Records from a collection
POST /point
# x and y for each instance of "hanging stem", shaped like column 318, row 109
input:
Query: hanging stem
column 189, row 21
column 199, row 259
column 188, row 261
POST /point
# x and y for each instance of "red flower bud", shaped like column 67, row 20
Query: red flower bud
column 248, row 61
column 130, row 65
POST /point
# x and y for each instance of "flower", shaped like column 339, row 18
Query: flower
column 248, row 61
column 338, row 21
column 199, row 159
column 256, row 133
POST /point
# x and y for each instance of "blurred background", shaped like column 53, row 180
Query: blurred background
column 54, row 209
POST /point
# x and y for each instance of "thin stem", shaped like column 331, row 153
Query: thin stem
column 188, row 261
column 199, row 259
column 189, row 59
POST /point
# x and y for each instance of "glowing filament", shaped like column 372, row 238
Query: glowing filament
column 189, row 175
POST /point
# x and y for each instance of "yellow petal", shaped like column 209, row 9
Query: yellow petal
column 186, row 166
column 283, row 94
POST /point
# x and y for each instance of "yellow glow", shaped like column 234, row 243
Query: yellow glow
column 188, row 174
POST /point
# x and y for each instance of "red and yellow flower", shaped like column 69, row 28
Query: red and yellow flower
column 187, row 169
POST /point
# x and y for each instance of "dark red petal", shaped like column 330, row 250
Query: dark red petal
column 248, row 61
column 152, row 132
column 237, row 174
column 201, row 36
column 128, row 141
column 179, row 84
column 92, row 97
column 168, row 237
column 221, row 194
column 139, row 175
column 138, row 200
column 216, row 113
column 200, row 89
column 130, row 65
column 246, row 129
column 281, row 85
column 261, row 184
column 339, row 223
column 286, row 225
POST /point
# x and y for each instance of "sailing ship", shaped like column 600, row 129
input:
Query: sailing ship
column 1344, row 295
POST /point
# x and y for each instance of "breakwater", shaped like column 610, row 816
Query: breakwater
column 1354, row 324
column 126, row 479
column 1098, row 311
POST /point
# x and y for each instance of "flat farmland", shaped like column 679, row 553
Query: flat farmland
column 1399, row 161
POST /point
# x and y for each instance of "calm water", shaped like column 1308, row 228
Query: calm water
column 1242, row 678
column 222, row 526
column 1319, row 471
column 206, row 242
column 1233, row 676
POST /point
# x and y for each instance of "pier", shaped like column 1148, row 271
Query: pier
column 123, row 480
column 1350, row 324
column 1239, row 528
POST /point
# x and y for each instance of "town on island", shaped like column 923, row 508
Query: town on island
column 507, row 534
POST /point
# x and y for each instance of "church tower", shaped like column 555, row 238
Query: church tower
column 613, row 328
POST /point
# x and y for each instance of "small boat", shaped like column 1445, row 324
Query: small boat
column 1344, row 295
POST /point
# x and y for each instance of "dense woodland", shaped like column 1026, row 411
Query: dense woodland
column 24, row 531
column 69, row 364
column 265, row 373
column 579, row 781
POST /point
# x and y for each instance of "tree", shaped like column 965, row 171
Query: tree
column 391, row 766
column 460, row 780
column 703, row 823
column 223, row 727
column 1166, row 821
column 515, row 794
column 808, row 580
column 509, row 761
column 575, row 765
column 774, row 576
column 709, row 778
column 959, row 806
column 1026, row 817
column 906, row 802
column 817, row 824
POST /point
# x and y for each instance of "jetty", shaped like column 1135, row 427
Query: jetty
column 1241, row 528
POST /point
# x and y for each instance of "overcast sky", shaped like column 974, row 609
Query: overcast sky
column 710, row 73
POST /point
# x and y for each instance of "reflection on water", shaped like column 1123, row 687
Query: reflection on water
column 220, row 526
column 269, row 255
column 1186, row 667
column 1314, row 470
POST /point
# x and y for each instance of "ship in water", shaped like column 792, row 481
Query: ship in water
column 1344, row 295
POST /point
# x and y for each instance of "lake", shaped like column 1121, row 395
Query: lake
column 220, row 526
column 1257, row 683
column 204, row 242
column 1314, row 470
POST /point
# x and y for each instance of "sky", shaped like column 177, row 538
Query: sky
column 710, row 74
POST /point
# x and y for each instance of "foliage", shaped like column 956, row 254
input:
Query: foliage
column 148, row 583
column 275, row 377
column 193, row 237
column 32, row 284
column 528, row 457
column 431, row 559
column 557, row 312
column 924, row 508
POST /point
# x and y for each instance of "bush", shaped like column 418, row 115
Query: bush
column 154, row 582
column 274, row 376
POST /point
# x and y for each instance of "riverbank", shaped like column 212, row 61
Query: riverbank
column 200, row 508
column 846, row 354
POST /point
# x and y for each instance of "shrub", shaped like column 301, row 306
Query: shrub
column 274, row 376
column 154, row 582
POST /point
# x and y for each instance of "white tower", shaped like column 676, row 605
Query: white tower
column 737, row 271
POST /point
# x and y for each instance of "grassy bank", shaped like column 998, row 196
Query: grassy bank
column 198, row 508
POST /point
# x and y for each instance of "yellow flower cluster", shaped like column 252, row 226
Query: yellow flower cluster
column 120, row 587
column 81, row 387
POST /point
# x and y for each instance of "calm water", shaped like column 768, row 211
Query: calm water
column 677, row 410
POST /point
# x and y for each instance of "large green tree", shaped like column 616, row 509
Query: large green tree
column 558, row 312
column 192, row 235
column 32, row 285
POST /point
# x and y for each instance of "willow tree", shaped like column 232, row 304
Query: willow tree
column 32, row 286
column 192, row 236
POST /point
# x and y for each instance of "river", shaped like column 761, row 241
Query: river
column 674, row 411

• About this task:
Copy the records above, keeping each line identical.

• Solution below:
POST /point
# x and y for each instance of "hanging stem", shaped like column 318, row 109
input:
Query: hanging stem
column 189, row 21
column 199, row 259
column 188, row 261
POST /point
# x and y for each instance of "red flower bud", shaped like column 67, row 20
Query: red flower bud
column 248, row 61
column 130, row 65
POST /point
# x and y for each instance of "flower", shaped like column 339, row 18
Query: flower
column 248, row 61
column 338, row 21
column 199, row 159
column 256, row 133
POST /point
# x and y for each instance of "blurred background", shaped like column 53, row 180
Query: blurred background
column 54, row 209
POST /point
# x and y for each instance of "thin stem", shaped like column 331, row 153
Query: thin stem
column 188, row 261
column 199, row 259
column 189, row 59
POST /point
# x and y for each instance of "glowing filament", shaped like column 372, row 238
Query: glowing filament
column 189, row 175
POST /point
# x and y for each instance of "yellow petal", shaped like column 209, row 9
Query: yellow petal
column 186, row 166
column 283, row 94
POST /point
# x and y for each instance of "yellow glow", shaped like column 234, row 243
Query: yellow glow
column 188, row 174
POST /point
# x and y for each instance of "red and yellow flower", shaped like column 69, row 28
Query: red and yellow flower
column 187, row 169
POST /point
# x and y for each instance of "dark red petal", shaped like column 330, row 250
Query: dark red petal
column 248, row 61
column 152, row 132
column 237, row 174
column 201, row 36
column 128, row 141
column 179, row 84
column 92, row 97
column 168, row 237
column 221, row 194
column 139, row 175
column 138, row 200
column 216, row 113
column 200, row 89
column 130, row 65
column 246, row 129
column 281, row 85
column 261, row 184
column 339, row 223
column 286, row 225
POST /point
# x and y for each instance of "sailing ship", shaped like column 600, row 129
input:
Query: sailing ship
column 1344, row 295
POST /point
# x and y for each instance of "breakwater", shaped like column 610, row 816
Query: breakwater
column 1354, row 324
column 126, row 479
column 1098, row 311
POST /point
# x and y for each instance of "flat farmland", shaped like column 679, row 553
Query: flat farmland
column 1399, row 161
POST /point
# x and y for each instance of "calm water", shaped like column 1308, row 228
Query: calm water
column 1242, row 678
column 222, row 526
column 1319, row 471
column 206, row 242
column 1233, row 676
POST /point
# x and y for each instance of "pier", shaped like column 1148, row 271
Query: pier
column 123, row 480
column 1350, row 324
column 1239, row 528
POST /point
# x and y for each instance of "town on island", shaped like column 923, row 508
Query: town on island
column 507, row 534
POST /point
# x and y for each instance of "church tower", shaped like column 555, row 238
Query: church tower
column 613, row 328
POST /point
# x and y for each instance of "small boat", shaped like column 1445, row 324
Query: small boat
column 1344, row 295
POST /point
# x and y for each instance of "dense woodland", shaped like column 1026, row 411
Query: dense woodland
column 24, row 531
column 69, row 364
column 265, row 373
column 579, row 781
POST /point
# x and y for each instance of "tree", shaped like column 965, row 171
Query: tree
column 391, row 766
column 460, row 780
column 703, row 823
column 223, row 727
column 1166, row 821
column 515, row 794
column 808, row 580
column 509, row 761
column 575, row 765
column 774, row 576
column 709, row 778
column 959, row 806
column 1026, row 817
column 906, row 802
column 817, row 824
POST /point
# x and y for each instance of "jetty", shaped like column 1135, row 427
Query: jetty
column 1241, row 528
POST /point
# x and y for each instance of "overcast sky", shaped like column 974, row 609
Query: overcast sky
column 710, row 73
POST /point
# x and y for each instance of "reflection on water", shaped like column 1123, row 687
Query: reflection on water
column 220, row 526
column 269, row 255
column 1186, row 667
column 1314, row 470
POST /point
# x and y for each instance of "ship in water", shaped like column 792, row 481
Query: ship in water
column 1344, row 295
POST /point
# x and y for each instance of "lake", shaped like column 1121, row 395
Query: lake
column 220, row 526
column 1257, row 683
column 204, row 242
column 1314, row 470
POST /point
# x and y for each instance of "sky", shaped like column 177, row 538
Query: sky
column 710, row 74
POST /point
# x and y for each instance of "foliage", shaped like column 956, row 254
input:
Query: foliage
column 148, row 583
column 275, row 377
column 193, row 237
column 32, row 284
column 528, row 457
column 431, row 559
column 557, row 312
column 924, row 508
POST /point
# x and y for each instance of "bush", shaped like column 418, row 115
Query: bush
column 154, row 582
column 274, row 376
POST /point
# x and y for each instance of "riverbank", shaped like column 212, row 61
Query: riverbank
column 200, row 508
column 846, row 354
POST /point
# x and y for each instance of "shrub", shaped like column 301, row 306
Query: shrub
column 274, row 376
column 154, row 582
POST /point
# x and y for each instance of "white tower", shaped like column 676, row 605
Query: white tower
column 737, row 271
POST /point
# x and y for each instance of "grassy bank", shaped like column 998, row 196
Query: grassy bank
column 198, row 508
POST /point
# x and y for each instance of "yellow flower cluster", shaped like column 252, row 226
Query: yellow flower cluster
column 120, row 587
column 81, row 387
POST /point
# x and y for each instance of "calm water", shaped like column 768, row 211
Query: calm water
column 677, row 410
POST /point
# x and y for each instance of "large green tree", shaped like column 616, row 509
Query: large green tree
column 558, row 312
column 192, row 235
column 32, row 285
POST /point
# x and y for each instance of "willow tree", shaped like column 232, row 304
Query: willow tree
column 32, row 286
column 192, row 236
POST /point
# x and y for each instance of "river", shaped like column 761, row 241
Query: river
column 674, row 411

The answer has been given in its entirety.